Nous espérons que SLICES, que je coordonne et qui vient de rentrer dans la feuille de route 2021 de l'ESFRI, permettra de consacrer l’excellence et la capacité de Sorbonne Université à jouer ce rôle sur un thème dont l’impact en termes de formation, de dimension économique et sociale et de souveraineté est essentiel.
SLICES (Scientific Large-scale Infrastructure for Computing/ Communication Experimental Studies (SLICES)
SLICES a pour mission de déployer une plateforme informatique virtualisée, distribuée et complétement programmable conçue pour soutenir la recherche expérimentale à grande échelle axée sur les protocoles Internet, les technologies radio (5G, 6G), les services, l’internet des objets, l'informatique parallèle et distribuée.
SLICES apportera une contribution fondamentale à la recherche et à l'innovation en sciences du numérique et en particulier dans le domaine des infrastructures numériques, fondamentales pour le fonctionnement et le développement de nos sociétés. Il contribuera également à l'agenda européen pour relever les défis sociétaux, et en particulier, la double transition numérique et écologique.
L’instrument sera distribué en Europe, le nœud central étant localisé en France. Une coordination est également discutée au niveau international, en particulier, avec des initiatives similaires aux États-Unis et en Asie.

→ **À FAIRE**
1. Recopiez le texte sur SLICES entre "L’instrument sera distribué" et "et en Asie.", inclus, en substituant "site principal" à "nœud central".
2. D'après le texte sur SLICES, dans quel pays le nœud central de l'instrument sera-t-il localisé ?

→ **MATÉRIEL RECUEILLI**
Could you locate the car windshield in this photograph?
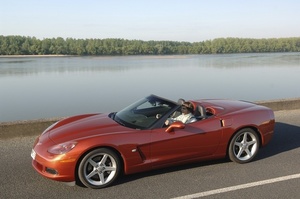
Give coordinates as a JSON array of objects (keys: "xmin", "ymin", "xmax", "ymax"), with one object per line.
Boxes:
[{"xmin": 113, "ymin": 95, "xmax": 177, "ymax": 129}]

→ **RÉSULTATS DE L'EXERCICE**
1.
L’instrument sera distribué en Europe, le site principal étant localisé en France. Une coordination est également discutée au niveau international, en particulier, avec des initiatives similaires aux États-Unis et en Asie.

2. En France.